# [Task statement]
Set down all of the data exactly as it appears.

# [Records for this exercise]
--------------------

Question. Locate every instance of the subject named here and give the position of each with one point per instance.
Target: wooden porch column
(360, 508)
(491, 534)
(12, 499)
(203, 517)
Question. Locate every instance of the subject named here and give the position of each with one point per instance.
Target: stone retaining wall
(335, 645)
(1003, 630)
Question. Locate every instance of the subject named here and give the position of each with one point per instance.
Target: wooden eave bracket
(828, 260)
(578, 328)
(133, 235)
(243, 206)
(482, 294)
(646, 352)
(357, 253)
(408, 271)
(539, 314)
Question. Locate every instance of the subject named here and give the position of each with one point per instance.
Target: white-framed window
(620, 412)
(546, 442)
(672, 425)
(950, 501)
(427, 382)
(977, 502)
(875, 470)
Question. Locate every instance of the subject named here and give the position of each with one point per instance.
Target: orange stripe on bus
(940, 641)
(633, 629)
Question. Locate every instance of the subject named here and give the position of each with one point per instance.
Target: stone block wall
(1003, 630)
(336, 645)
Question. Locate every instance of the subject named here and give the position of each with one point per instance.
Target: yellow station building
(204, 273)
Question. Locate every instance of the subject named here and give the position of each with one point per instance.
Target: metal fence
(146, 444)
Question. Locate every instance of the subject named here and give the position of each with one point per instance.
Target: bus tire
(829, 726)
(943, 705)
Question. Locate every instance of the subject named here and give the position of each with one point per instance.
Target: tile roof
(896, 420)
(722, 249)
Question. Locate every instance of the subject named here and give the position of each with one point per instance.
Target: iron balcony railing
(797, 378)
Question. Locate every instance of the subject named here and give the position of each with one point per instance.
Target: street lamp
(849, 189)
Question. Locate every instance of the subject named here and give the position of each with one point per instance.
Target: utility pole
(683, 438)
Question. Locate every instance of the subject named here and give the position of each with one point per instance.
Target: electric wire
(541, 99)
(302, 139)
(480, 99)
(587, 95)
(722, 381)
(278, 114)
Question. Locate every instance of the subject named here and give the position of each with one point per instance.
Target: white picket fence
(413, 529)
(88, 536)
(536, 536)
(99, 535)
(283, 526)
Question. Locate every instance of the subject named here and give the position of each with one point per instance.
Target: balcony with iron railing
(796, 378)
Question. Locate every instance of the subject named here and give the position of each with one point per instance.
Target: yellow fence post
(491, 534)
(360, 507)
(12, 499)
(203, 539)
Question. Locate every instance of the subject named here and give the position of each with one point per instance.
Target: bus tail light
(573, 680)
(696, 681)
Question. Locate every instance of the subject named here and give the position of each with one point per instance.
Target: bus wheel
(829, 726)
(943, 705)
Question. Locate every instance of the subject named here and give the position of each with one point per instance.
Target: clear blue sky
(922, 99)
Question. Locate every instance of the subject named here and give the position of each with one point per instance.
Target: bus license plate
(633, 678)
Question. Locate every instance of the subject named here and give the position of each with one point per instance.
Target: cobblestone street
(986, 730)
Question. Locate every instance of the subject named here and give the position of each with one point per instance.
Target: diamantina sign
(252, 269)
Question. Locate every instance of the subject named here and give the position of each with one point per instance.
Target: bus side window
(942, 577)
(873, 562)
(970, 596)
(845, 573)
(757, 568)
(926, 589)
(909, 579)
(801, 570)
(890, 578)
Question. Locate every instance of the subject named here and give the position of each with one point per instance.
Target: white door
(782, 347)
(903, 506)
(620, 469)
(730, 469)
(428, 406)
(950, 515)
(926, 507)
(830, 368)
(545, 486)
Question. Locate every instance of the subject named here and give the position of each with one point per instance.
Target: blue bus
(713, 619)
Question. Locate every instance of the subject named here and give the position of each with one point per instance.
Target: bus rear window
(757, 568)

--------------------

# [Worked answer]
Question. Locate every instance of the subject named here and give the position of each with one point per instance.
Target: wooden porch column
(360, 508)
(491, 534)
(12, 499)
(203, 517)
Question. Locate every instance of the subject named here and give the position of each with one point per instance.
Target: stone retaining wall
(335, 645)
(1003, 630)
Question. Locate every instance of the subject named here and give the position of each with one point per instance.
Target: wooden eave bracket
(828, 260)
(578, 328)
(133, 235)
(243, 206)
(482, 294)
(646, 352)
(357, 253)
(408, 271)
(539, 314)
Question. Locate every instance of the subject named here and give the position of each with one point per instance.
Target: white-framed window
(620, 412)
(546, 442)
(672, 425)
(950, 501)
(427, 382)
(977, 502)
(875, 470)
Question. Locate every instance of the subject named here and give the position of each with one point per instance.
Target: orange stripe on bus
(940, 641)
(633, 629)
Question. Locate every instance of the subject named here and give the position of each with one point per instance.
Target: stone block wall
(1003, 630)
(336, 645)
Question. Locate every instance of the subject named here and give the position of each with one point per instance.
Target: yellow station building
(204, 273)
Question. Locate every instance of the subject named here and give the position of each with one point per instance.
Target: metal fence
(146, 444)
Question. Locate every instance of the subject named here and give the position of each with one point per instance.
Target: bus tire
(829, 726)
(943, 705)
Question. Locate every instance of the subject named here and give the position of each with one point per instance.
Target: tile roof
(896, 420)
(722, 249)
Question. Locate every instance of the subject named here and give the position of each with one point per instance.
Target: iron balcony railing
(797, 378)
Question. Locate every instance of the subject named here and give the position of each with one point per instance.
Target: street lamp
(849, 189)
Question. Locate every instance of the subject named here and give the position of each with one point per instance.
Target: utility pole
(683, 438)
Question. Locate every instance of the subject named here and give the position of each with one point per instance.
Target: electric wire
(541, 99)
(302, 139)
(480, 99)
(587, 95)
(722, 381)
(278, 114)
Question. Locate every instance of the subject named here and give the position of each with one point per instance.
Target: white picket fence
(413, 529)
(88, 536)
(536, 536)
(99, 535)
(283, 526)
Question. Locate every instance of the subject named here and give the position of each with one point per instance.
Target: balcony with iron railing
(796, 378)
Question. Locate every instance of the subject named here and give the position of each with one point per instance.
Target: yellow fence post
(491, 534)
(360, 507)
(12, 499)
(203, 539)
Question. Locate every instance of the subject named here and give the position of each with one point per instance.
Target: bus tail light
(573, 680)
(696, 681)
Question. Locate every instance of the subject named here and give the position of each with one point per instance.
Target: bus wheel
(829, 726)
(943, 705)
Question. Locate every instance of the subject named here and give the position of each with one point per instance.
Target: clear blue sky
(922, 99)
Question. Locate every instance of the subject named here and give the position of each with one point per instance.
Target: bus license plate
(633, 678)
Question. Locate every instance of the subject named here and give the position of each with one point per instance.
Target: cobblestone street
(986, 730)
Question. Locate every instance of the subject named here and give the position of each with one point per instance.
Target: diamantina sign
(252, 269)
Question. Locate every instance of the subject named here and give the position of each with one point per instance.
Target: bus side window
(942, 577)
(873, 562)
(970, 596)
(845, 573)
(757, 568)
(926, 589)
(909, 579)
(801, 570)
(890, 578)
Question. Locate every instance of the subject named here and give the position of each with one point per instance.
Target: white door
(782, 347)
(903, 506)
(620, 469)
(730, 469)
(428, 406)
(950, 515)
(926, 507)
(830, 368)
(545, 486)
Question. Locate every instance of the subject named here and give the position of each with one point per instance.
Target: blue bus
(713, 619)
Question. Locate every instance of the subject named here and give the position of each with one point per instance.
Target: bus rear window
(757, 568)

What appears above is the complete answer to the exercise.